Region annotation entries
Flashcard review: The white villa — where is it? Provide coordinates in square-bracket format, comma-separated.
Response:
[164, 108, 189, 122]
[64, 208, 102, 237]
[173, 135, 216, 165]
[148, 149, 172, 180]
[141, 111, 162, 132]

WHAT THIS TASK INVOLVES
Show every line above that contains the word "square".

OUTPUT FOR THIS EXERCISE
Flashcard review: The white villa — where is it? Provide coordinates in square-bracket format, comma-separated.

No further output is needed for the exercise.